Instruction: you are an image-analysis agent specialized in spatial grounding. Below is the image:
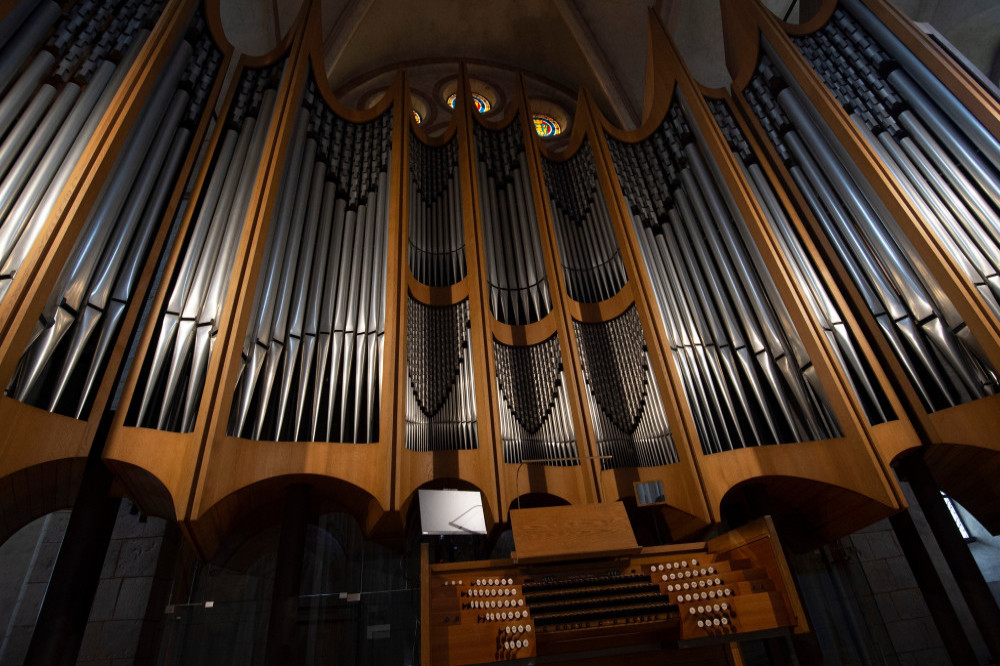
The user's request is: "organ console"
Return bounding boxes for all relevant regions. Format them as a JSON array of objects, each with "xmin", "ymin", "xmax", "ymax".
[{"xmin": 421, "ymin": 505, "xmax": 806, "ymax": 664}]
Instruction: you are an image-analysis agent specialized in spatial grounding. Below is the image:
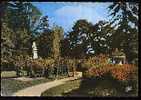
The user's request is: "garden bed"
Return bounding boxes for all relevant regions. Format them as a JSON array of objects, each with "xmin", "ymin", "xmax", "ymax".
[{"xmin": 42, "ymin": 78, "xmax": 138, "ymax": 97}]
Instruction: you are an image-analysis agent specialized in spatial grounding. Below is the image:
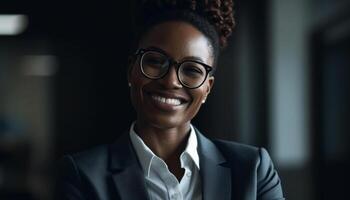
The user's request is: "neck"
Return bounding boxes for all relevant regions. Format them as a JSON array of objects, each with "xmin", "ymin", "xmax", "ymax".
[{"xmin": 135, "ymin": 121, "xmax": 190, "ymax": 163}]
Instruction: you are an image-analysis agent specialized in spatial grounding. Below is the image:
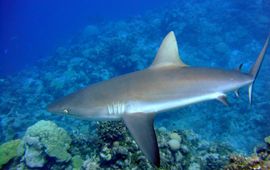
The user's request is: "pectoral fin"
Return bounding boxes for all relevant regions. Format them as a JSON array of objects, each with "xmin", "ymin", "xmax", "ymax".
[{"xmin": 123, "ymin": 113, "xmax": 160, "ymax": 166}]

* * * * *

# WRITTEN PROBLEM
Give an exact copy of the material, leaving out every picture.

# SOLUTION TO THIS PROBLEM
Instruction: you are an image-analysis agent specialized in spatial grounding. Below is the image:
The user's request is: "organ console"
Return bounding boxes for all relevant regions. Format them as a JSON array of objects, each with "xmin", "ymin", "xmax", "ymax".
[{"xmin": 421, "ymin": 505, "xmax": 806, "ymax": 664}]
Instruction: you are an image-analysis agent specialized in spatial grounding. Below is the image:
The user's request is: "garden bed"
Return bounding boxes for all relevant regions. Format them as a JSON array of objects, each with "xmin", "ymin", "xmax", "ymax".
[{"xmin": 42, "ymin": 78, "xmax": 138, "ymax": 97}]
Instruction: you are an image-analysis agent specialized in spatial grounding. Below is the image:
The user's request is: "neck"
Return bounding boxes for all relevant regions. Format them as a JSON array of objects, each with "xmin", "ymin", "xmax", "ymax".
[{"xmin": 135, "ymin": 121, "xmax": 190, "ymax": 163}]
Instruction: you are an image-analysis agent specialized in spatial grounding. Below is the image:
The user's request is: "pectoral fin"
Return bounding boxes for all relevant regions. Format them as a JSON array of objects, each with "xmin", "ymin", "xmax", "ymax".
[{"xmin": 123, "ymin": 113, "xmax": 160, "ymax": 166}]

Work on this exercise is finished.